* **Werkinstructies**
Schrijf de regels hieronder ongewijzigd opnieuw uit, vanaf de regel met "Which spot sits on each instance of the gold bauble" tot en met de regel met "x=324 y=354".

(Labels voor objectpunten)
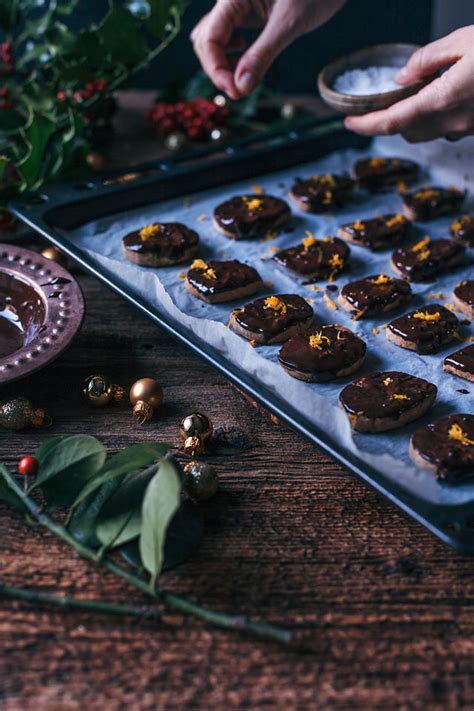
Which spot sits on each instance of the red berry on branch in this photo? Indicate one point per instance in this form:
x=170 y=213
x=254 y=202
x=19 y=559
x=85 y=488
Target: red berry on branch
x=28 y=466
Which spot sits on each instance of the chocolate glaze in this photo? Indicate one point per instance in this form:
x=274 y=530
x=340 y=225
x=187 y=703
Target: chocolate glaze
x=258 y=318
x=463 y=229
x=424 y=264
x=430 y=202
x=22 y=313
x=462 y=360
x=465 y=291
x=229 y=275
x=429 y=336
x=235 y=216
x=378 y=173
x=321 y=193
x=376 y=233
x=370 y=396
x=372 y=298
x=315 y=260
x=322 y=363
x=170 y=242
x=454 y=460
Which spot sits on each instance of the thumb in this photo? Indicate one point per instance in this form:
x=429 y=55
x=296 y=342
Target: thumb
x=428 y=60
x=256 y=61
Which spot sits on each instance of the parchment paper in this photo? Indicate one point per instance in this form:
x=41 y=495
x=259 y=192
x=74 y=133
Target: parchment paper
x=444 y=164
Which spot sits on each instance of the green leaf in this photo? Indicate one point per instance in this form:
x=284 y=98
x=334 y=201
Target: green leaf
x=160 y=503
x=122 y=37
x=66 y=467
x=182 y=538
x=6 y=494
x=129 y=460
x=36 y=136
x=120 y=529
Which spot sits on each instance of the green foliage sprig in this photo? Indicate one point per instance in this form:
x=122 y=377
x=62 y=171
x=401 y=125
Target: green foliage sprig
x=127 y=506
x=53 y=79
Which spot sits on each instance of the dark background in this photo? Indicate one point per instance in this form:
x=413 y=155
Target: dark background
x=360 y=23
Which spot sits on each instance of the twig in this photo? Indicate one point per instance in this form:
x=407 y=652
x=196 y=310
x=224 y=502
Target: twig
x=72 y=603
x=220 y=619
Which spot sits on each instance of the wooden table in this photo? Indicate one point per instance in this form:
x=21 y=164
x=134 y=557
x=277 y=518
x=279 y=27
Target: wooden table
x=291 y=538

--

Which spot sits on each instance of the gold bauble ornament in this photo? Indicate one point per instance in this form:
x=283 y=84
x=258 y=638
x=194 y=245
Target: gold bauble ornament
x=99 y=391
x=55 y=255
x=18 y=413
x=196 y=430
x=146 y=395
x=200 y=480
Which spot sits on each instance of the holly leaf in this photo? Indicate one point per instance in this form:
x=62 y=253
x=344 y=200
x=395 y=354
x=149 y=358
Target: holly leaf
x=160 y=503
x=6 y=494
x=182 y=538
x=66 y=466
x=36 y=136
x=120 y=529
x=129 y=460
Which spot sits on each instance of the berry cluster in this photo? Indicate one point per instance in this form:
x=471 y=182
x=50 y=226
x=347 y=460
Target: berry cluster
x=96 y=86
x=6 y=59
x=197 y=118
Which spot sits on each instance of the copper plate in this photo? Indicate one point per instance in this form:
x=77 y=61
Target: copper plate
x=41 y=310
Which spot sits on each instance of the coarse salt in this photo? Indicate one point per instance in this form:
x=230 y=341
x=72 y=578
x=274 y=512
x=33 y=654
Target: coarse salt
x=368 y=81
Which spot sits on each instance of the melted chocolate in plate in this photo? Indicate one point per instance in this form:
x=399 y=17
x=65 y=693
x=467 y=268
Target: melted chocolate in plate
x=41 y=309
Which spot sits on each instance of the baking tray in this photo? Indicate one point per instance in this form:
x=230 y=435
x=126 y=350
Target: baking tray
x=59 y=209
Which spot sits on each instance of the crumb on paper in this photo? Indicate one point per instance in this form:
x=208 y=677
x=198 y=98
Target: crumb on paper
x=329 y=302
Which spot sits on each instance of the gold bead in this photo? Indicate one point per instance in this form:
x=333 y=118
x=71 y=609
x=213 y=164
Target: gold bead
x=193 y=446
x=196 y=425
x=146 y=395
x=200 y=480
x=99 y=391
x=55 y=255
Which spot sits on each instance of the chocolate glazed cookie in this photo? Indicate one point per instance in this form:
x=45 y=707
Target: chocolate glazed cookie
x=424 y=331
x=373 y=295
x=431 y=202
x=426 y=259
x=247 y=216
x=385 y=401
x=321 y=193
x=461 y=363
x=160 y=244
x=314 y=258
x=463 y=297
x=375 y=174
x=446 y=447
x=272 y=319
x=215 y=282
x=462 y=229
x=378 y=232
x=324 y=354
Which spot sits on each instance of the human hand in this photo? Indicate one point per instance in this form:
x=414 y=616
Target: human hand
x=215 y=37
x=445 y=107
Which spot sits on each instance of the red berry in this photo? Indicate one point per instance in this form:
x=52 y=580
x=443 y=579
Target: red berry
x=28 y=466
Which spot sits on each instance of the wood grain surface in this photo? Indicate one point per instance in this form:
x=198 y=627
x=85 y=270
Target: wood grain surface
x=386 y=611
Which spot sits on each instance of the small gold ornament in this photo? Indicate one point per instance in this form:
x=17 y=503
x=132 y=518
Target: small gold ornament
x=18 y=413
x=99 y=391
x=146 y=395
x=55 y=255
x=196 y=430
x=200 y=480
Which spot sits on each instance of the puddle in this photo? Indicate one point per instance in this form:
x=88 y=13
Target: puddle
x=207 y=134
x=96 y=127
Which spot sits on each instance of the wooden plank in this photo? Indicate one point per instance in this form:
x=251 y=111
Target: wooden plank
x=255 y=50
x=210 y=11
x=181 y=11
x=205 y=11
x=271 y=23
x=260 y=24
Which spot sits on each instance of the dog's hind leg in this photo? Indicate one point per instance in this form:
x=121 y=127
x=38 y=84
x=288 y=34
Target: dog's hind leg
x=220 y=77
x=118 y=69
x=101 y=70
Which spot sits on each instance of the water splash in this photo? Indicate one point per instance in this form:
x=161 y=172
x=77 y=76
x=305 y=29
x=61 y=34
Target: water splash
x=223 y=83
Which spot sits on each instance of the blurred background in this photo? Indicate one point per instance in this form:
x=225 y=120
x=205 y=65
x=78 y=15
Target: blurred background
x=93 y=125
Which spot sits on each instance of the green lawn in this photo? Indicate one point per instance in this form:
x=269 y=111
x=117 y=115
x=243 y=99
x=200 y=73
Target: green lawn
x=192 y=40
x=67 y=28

* **Juiste antwoord**
Which spot sits on each instance of the gold bauble ornament in this photo? Indicate one point per instance in this form:
x=283 y=84
x=258 y=638
x=194 y=245
Target: gold bauble ornament
x=99 y=391
x=55 y=255
x=18 y=413
x=196 y=430
x=146 y=395
x=200 y=480
Which spot sits on each instance of the holly leaf in this photo? Indicate one point per instance in this form:
x=62 y=253
x=344 y=200
x=395 y=354
x=149 y=358
Target: holly leaf
x=160 y=503
x=6 y=494
x=182 y=538
x=66 y=466
x=36 y=136
x=120 y=529
x=129 y=460
Which spot sits on each instance of the berry cluster in this photo? Indicate one point per instance in this form:
x=471 y=182
x=50 y=226
x=347 y=460
Target: berry cluster
x=96 y=86
x=6 y=59
x=197 y=118
Which spot sits on each instance of the copper plate in this photo? Indicate one point per instance in this form:
x=77 y=61
Target: copper plate
x=41 y=310
Which spot sits on each instance of the coarse salt in this photo? Indicate one point per instance in this form:
x=230 y=341
x=72 y=578
x=274 y=512
x=33 y=654
Target: coarse salt
x=368 y=81
Which spot sits on each instance of the melted chocolate in plate in this photo? Indicate one point per instance in this form:
x=399 y=17
x=65 y=693
x=467 y=268
Target: melted chocolate in plate
x=41 y=309
Which spot sits on each instance of the baking tray in this photo? Indicate one point per instance in this form:
x=230 y=435
x=126 y=350
Target: baking tray
x=59 y=209
Which spot sits on each instance of the crumb on paper in this photo? Indicate one point per instance in this form:
x=208 y=677
x=198 y=98
Target: crumb on paper
x=329 y=302
Which spot sits on each instance of the gold bead in this photo? Indicate one point per instance in this form:
x=333 y=118
x=71 y=609
x=213 y=164
Target: gold bead
x=193 y=446
x=196 y=425
x=146 y=395
x=200 y=480
x=99 y=391
x=55 y=255
Which spot sits on each instance of the chocolate glazed cookie in this photo? Indicate one point per instance in this form:
x=45 y=707
Target: chocolate glazed cookie
x=424 y=331
x=373 y=295
x=431 y=202
x=426 y=259
x=247 y=216
x=385 y=401
x=321 y=193
x=461 y=363
x=160 y=244
x=314 y=258
x=463 y=297
x=375 y=174
x=446 y=447
x=272 y=319
x=215 y=282
x=462 y=229
x=378 y=232
x=324 y=354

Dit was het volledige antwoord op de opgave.